▸ **Task to complete**:
Produce an exact copy of all the data below, dropping every image.

..............................

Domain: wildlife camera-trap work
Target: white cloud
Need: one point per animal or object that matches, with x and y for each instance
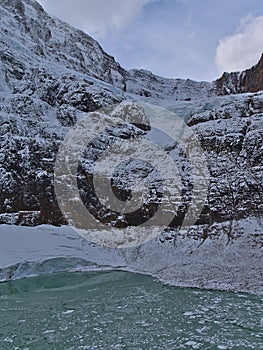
(96, 17)
(242, 49)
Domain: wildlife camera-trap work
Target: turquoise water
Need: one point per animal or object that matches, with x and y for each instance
(118, 310)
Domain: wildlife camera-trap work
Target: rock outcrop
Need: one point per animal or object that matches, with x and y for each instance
(250, 80)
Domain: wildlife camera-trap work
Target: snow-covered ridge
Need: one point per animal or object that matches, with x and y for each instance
(215, 264)
(52, 74)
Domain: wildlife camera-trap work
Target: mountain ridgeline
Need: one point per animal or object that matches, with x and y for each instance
(52, 74)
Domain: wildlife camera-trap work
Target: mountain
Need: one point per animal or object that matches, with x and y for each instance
(52, 74)
(250, 80)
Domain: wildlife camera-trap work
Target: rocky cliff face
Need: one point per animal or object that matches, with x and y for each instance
(250, 80)
(52, 74)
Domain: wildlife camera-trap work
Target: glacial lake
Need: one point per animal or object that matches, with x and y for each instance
(119, 310)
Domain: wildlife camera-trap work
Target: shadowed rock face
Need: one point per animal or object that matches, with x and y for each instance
(51, 75)
(250, 80)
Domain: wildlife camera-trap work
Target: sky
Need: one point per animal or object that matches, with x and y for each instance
(196, 39)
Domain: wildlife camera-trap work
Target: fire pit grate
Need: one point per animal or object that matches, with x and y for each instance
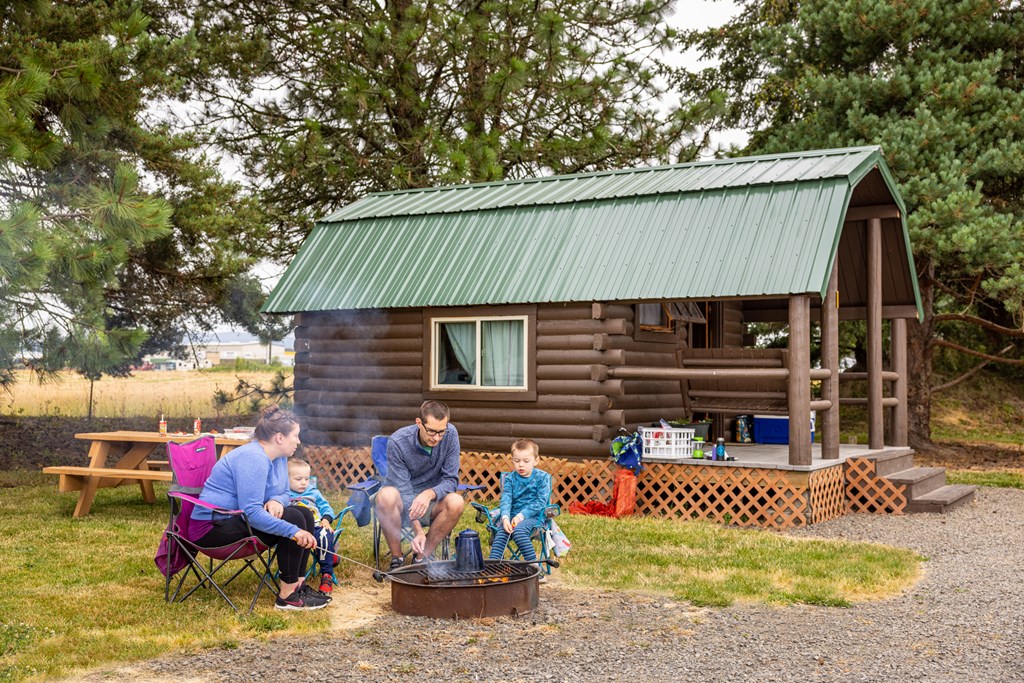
(436, 572)
(438, 590)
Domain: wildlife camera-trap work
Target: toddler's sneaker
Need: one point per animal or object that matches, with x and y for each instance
(306, 588)
(301, 599)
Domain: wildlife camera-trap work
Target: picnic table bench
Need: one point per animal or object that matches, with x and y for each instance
(132, 465)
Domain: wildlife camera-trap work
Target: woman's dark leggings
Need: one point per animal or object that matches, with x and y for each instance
(291, 558)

..............................

▸ **Written answer**:
Domain: wildlife camera-trap work
Target: white cloud
Need: one point per animal or object that matches, with x and y for each instance
(96, 17)
(242, 49)
Domain: wildlife camera-trap work
Target: turquoise water
Need: one point per animal or object that matches, with x and y for each instance
(118, 310)
Domain: wildlife camera-trap work
Target: rock outcrop
Need: one point per animal or object that matches, with x and y for each instance
(250, 80)
Domain: wildlife camera-trap work
Target: snow-covered ridge
Need: one point per animal or object that matches, with x and y for each instance
(215, 264)
(52, 74)
Domain: wildlife camera-trap work
Target: mountain ridgeline
Need: one point per animal or object that matches, with x and y for each instance
(52, 74)
Domain: wildlife camera-trap work
Target: mountain
Need: one point per animal or object that matches, with x and y for each instance
(52, 74)
(250, 80)
Domain: wildlife camera-trap work
Target: rocky cliff face
Need: one point per animal or object that matches, with x and y for each instance
(250, 80)
(52, 74)
Domain: wildlife camera-trap work
Target: glacial lake
Need: one point per animal or object that matches, with x and y for each instance
(119, 310)
Domain: wildlife camera-trap work
Target: shadowed rock face
Need: one point per animal or object that matches, with x and y for each instance
(51, 75)
(250, 80)
Domain: wildlife camera-trap work
Target: sky
Need: one point per animal or object that matches, with x and y for each instance
(196, 39)
Domain: wildlife camera-trap work
Target: fire pit grate
Need: one point per animal or object that matches, with x and y for each instance
(436, 572)
(438, 590)
Domain: wildlife camera-trap work
Target: toddler's sneaker
Need: one point per animal or object that matches, with x and y for each instance
(306, 588)
(301, 599)
Domain: wildlife camera-trap work
Target: picnic table bench
Need: one point per animal or object that matches, with x and y for each instance
(132, 465)
Domain: wildlife camera-trap work
Target: woman's dark leggings
Need: one point per animal or object that matches, with x and y for each instance
(291, 558)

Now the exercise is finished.